• Exercise requirements:
A. According to the episode review, what does the opportunity to change back to human turn out to be?
B. Print the episode review from "Yes, they use" to "Disney animated film.".
*** Text passage ***
Yes, they use this exact reaction shot at two very different points in the episode. Seriously, this show makes DiC look like a golden age Disney animated film.
It turns out the opportunity to change back to human is a trap laid out by the antagonist.
Okay, this one the show actually did fully do, but even then it’s a bit off. If you go by what we see in this episode, apparently Dr. Paradigm’s plan was to:
1) Find out (somehow) that the Street Sharks were going to a mall during its off-hours.
2) Send two of his bungling henchmen to check out the car (which of course is his real objective in all this), bringing attention to his interest in the car to the Street Sharks, and to awkwardly mention to Streeks that Dr. Paradigm has invented a way to completely reverse geneslamming, while at the same time hoping that Streeks will not start a fight and instead not only believe them, but follow them back to Dr. Paradigm’s lair.
3) Assume that Streeks and the rest of the sharks will be stupid enough to just take the untested scientific formula devised by their archenemy.
*** End of Text passage ***
*** Raw data ***
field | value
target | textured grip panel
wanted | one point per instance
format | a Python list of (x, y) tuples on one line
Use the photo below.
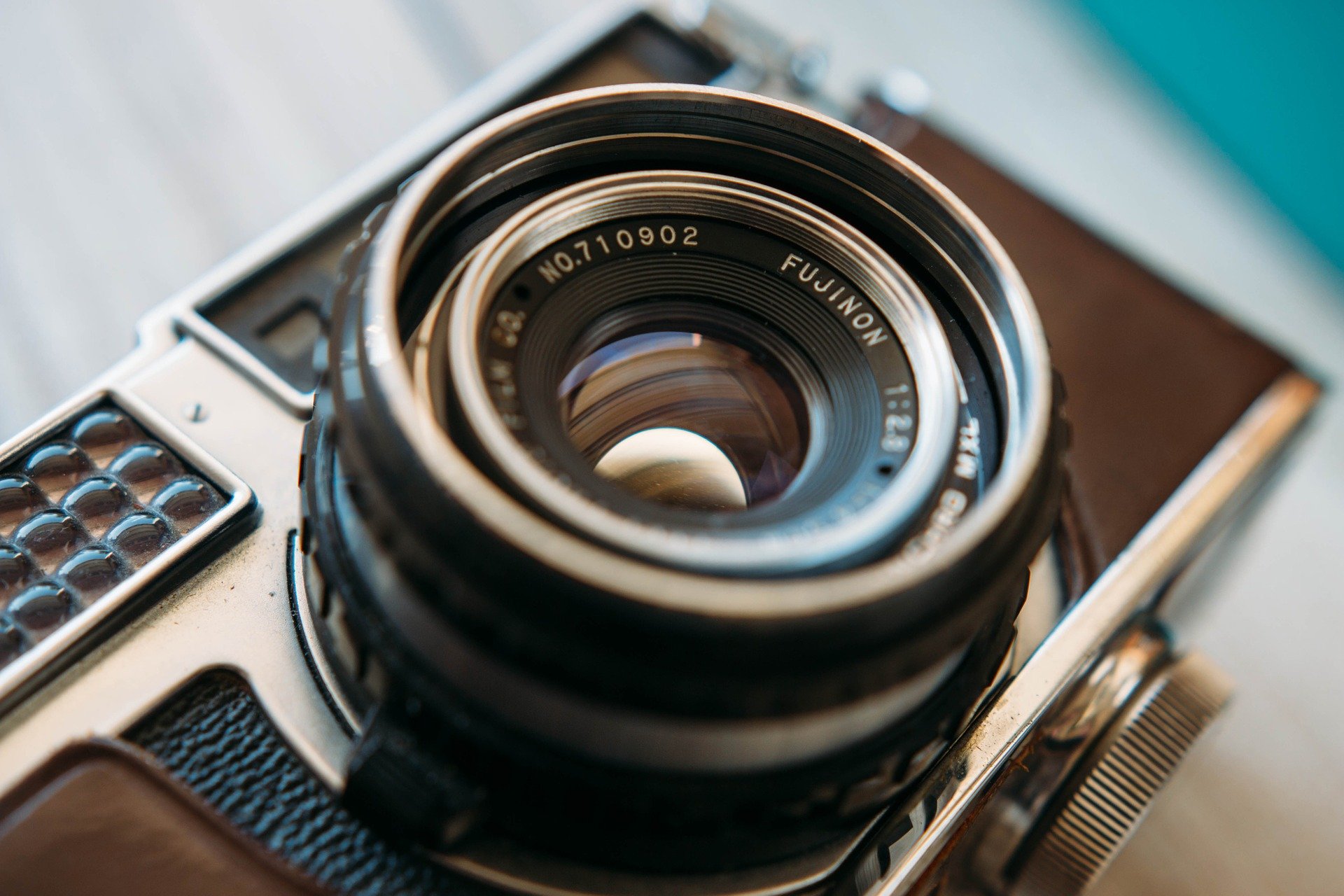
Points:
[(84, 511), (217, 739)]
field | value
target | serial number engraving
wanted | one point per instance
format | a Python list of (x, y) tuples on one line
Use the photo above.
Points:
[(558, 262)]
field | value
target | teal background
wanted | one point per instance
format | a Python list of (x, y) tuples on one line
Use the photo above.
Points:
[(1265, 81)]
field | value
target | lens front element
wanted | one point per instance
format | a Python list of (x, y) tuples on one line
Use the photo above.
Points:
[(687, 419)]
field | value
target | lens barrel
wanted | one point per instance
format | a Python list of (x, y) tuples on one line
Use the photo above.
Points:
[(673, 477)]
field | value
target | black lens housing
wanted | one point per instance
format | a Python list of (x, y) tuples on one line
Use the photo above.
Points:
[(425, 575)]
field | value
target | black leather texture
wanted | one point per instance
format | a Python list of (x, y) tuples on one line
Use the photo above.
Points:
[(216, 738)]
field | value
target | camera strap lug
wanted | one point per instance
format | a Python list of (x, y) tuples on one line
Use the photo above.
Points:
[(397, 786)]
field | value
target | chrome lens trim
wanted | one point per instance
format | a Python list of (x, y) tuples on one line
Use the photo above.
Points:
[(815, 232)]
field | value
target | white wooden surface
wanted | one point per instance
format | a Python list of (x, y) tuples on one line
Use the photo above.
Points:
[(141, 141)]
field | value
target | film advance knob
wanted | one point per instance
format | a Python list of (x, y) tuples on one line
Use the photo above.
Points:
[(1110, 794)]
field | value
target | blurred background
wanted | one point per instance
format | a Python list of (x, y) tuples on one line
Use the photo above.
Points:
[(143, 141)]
*** End of Raw data ***
• List of answers:
A. A trap laid out by the antagonist.

B.
Yes, they use this exact reaction shot at two very different points in the episode. Seriously, this show makes DiC look like a golden age Disney animated film.